GOAL A - Translate this sentence from the forum thread on pesticides into Spanish: "I'm not here to fight over who is right and who is wrong."
GOAL B - Please find each line in the records below that contains the word "leaf", and copy those lines.
***** READING TEXT *****
I would agree that we should try to find better ways, and as we continue to learn and understand our environement and the chemicals we use, we might -- but in no way would we be able to feed ourselves and the world without pesticides.

As suggested by others, I would strongly recommend you educate yourself and read about the subject -- maybe starting at scientificbeekeeping.com

To run around signing petitions, when you don't have clue about what you signing for, makes no sense whatsoever.


----------



## BlueDiamond

This coming summer if Trance hopped on a flight to Minneapolis and drove 75 miles west out into the vast monocultures of corn and soybeans he might be surprised to see all the thriving bumblebees, honeybees and butterflies that can be found along the margins of the corn and soybean fields that were planted using neonicotinoid treated seed: http://www.youtube.com/watch?v=jZCOJnJU1UE


----------



## trance

I'm not that freaking extreme. I believe in less Chemicals, do we need them, sure. Do we need all of them and so much, probably not. Heck we treat so much IMO we are doing more harm than good IMO. Look at all the drug resistant organisms that are now immune to penicillin. Isn't the same going on with Varroa mites? We just keep jumping to the next strongest stuff but in some cases we can't as that would do more harm to what we are trying to help/fix. 

I'll ignore the assuming of other comments made towards me and supposedly my other beliefs and what I stand for and don't. You don't know me and you assume because I feel one way about something I must feel that way about other things. Kind of rude. I've never bashed anyone on here or slammed them, even if I didn't agree with them. For those who want to to sign the above , that's up to them. If they don't fine. I'm not here to fight over who is right and who is wrong. I did ask why just incase I over looked something. Thanks for the reply. And have a good day!


----------



## trance

BlueDiamond said:


> This coming summer if Trance hopped on a flight to Minneapolis and drove 75 miles west out into the vast monocultures of corn and soybeans he might be surprised to see all the thriving bumblebees, honeybees and butterflies that can be found along the margins of the corn and soybean fields that were planted using neonicotinoid treated seed: http://www.youtube.com/watch?v=jZCOJnJU1UE


Watched some of the that video, thanks.


----------



## BlueDiamond

trance said:


> I'm not that freaking extreme. I believe in less Chemicals


You are promoting a total ban on neonicotinoids, not just "less chemicals". Neonics Like 
PONCHO (clothianidin) are used on corn at the rate of only about one ounce per acre.
***** INPUT FOR THIS TASK *****
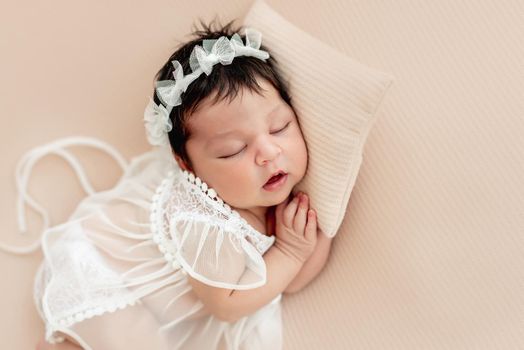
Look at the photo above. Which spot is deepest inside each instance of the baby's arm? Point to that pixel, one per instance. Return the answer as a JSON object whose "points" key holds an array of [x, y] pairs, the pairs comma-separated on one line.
{"points": [[313, 265], [231, 304]]}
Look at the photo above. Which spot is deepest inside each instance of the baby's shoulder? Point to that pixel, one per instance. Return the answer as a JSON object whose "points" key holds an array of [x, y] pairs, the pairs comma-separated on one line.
{"points": [[253, 221]]}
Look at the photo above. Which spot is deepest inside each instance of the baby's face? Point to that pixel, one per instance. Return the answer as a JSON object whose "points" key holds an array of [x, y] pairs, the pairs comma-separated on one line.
{"points": [[236, 146]]}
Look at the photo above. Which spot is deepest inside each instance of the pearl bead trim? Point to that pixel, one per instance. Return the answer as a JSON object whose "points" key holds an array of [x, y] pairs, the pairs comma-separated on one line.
{"points": [[261, 244], [168, 247]]}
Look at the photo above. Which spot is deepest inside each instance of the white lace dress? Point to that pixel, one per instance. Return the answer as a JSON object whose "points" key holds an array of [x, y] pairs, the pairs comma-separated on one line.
{"points": [[114, 276]]}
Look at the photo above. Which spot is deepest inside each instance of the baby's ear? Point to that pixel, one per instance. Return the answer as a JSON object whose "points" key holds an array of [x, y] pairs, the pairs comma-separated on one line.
{"points": [[181, 162]]}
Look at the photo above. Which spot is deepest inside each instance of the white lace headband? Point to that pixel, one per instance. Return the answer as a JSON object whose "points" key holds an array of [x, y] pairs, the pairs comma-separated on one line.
{"points": [[201, 60]]}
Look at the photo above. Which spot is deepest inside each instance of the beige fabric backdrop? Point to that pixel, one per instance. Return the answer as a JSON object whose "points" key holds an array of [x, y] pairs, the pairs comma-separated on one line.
{"points": [[431, 252]]}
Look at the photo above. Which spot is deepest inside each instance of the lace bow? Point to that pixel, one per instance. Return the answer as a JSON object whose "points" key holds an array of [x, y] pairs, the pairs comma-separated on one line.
{"points": [[201, 60]]}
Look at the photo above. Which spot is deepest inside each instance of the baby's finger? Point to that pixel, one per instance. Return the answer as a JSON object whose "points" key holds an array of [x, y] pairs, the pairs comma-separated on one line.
{"points": [[301, 217], [311, 226], [290, 211], [279, 209]]}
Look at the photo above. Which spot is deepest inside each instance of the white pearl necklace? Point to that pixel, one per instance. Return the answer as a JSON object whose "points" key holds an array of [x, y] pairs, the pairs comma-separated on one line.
{"points": [[165, 245]]}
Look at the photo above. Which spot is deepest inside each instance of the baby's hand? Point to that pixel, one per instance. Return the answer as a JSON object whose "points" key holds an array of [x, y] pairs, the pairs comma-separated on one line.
{"points": [[296, 228]]}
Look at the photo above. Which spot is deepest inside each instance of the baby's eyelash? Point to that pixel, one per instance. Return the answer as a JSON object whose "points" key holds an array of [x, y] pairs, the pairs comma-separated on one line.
{"points": [[275, 132], [233, 154]]}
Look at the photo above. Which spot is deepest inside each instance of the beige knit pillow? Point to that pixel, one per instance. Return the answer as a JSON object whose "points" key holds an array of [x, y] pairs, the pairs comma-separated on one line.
{"points": [[335, 98]]}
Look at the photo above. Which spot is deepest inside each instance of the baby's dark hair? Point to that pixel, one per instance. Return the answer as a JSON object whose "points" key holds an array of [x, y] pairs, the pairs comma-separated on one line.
{"points": [[226, 80]]}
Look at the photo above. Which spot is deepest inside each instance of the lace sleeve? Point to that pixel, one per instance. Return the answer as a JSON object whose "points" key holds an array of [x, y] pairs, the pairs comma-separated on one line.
{"points": [[217, 254]]}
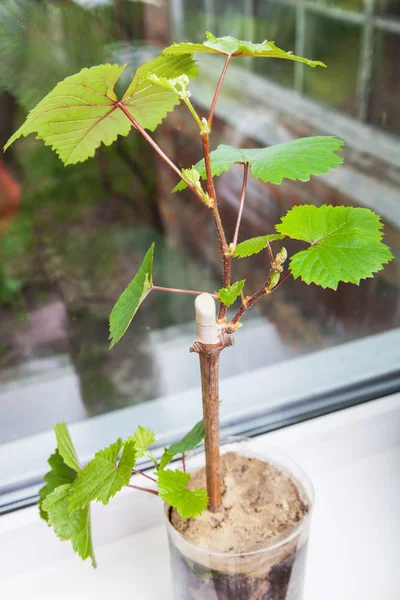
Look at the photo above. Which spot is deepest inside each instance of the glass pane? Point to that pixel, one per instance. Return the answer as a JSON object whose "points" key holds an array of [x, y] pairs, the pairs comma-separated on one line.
{"points": [[336, 87], [385, 88], [388, 8], [230, 18], [351, 5], [276, 21], [195, 22]]}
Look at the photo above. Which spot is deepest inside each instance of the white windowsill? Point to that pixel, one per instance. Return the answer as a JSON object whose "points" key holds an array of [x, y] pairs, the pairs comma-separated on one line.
{"points": [[353, 458]]}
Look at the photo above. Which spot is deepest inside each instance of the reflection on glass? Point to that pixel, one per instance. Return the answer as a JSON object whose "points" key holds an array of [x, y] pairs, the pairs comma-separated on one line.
{"points": [[195, 22], [230, 18], [277, 22], [337, 44], [385, 88], [352, 5]]}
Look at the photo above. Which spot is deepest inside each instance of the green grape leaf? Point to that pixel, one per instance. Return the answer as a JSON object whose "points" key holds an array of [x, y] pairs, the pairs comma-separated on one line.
{"points": [[229, 294], [128, 303], [179, 85], [149, 103], [222, 160], [83, 111], [345, 244], [298, 159], [74, 526], [101, 479], [142, 438], [65, 446], [59, 474], [172, 489], [229, 46], [188, 442], [255, 245]]}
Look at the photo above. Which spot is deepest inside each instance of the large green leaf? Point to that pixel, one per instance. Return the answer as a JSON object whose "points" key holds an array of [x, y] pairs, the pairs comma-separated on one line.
{"points": [[229, 46], [188, 442], [172, 489], [65, 446], [298, 159], [59, 474], [146, 101], [101, 479], [255, 245], [74, 526], [83, 110], [130, 300], [345, 244]]}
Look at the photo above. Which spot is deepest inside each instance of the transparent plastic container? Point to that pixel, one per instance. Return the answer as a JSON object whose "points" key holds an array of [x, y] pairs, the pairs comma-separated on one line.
{"points": [[275, 572]]}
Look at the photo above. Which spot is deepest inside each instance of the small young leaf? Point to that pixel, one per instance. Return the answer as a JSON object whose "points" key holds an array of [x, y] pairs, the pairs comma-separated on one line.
{"points": [[188, 442], [172, 489], [230, 46], [59, 474], [101, 479], [130, 300], [296, 160], [179, 85], [255, 245], [222, 160], [143, 438], [83, 111], [65, 446], [229, 294], [345, 244], [74, 526]]}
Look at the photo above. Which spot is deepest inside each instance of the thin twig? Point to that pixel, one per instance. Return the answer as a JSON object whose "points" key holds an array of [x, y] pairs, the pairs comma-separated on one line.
{"points": [[137, 487], [157, 148], [144, 475], [271, 254], [259, 294], [242, 198], [217, 91], [179, 291]]}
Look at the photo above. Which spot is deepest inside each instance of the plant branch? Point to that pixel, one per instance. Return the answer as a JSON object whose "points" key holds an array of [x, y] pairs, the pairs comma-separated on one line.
{"points": [[144, 475], [263, 291], [159, 151], [271, 255], [137, 487], [205, 138], [217, 91], [242, 198], [209, 369], [179, 291]]}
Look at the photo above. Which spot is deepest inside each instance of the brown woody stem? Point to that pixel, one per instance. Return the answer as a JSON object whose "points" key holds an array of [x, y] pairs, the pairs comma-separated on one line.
{"points": [[137, 487], [144, 475], [241, 205], [217, 219], [217, 91], [179, 291], [209, 368], [259, 294]]}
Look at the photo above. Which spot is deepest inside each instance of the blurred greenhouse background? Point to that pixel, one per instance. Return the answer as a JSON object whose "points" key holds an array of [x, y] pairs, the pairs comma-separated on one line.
{"points": [[72, 238]]}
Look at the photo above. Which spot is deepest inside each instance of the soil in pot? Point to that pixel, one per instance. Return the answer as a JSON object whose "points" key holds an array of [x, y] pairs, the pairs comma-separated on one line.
{"points": [[250, 550]]}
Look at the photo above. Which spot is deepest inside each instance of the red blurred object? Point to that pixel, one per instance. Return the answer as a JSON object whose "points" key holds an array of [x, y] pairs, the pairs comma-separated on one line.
{"points": [[10, 198]]}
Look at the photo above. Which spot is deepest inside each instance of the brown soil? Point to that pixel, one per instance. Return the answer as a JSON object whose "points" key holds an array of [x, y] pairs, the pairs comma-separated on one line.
{"points": [[261, 506]]}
*****
TASK SOLUTION A - No estoy aquí para pelear sobre quién tiene razón y quién está equivocado.

TASK SOLUTION B -
Look at the photo above. Which spot is deepest inside each instance of the green grape leaf? Point to that pixel, one per instance. Return the answer as a JSON object whose "points" key holds an array of [x, y] pairs, the pairs comma-separated on one line.
Look at the photo above. Which spot is deepest inside each instance of the large green leaf? Point to that pixel, one per instance. Return the answer as a JSON object whose "points" key holds an array of [x, y] pairs, the pairs comma-separated on one line.
Look at the photo above. Which spot is deepest inside each instance of the small young leaf? Point to that pixel, one per instance. Return the answer as a JSON object whose "points" key holds an array of [x, y] pairs, the pairs comma-separated on one line.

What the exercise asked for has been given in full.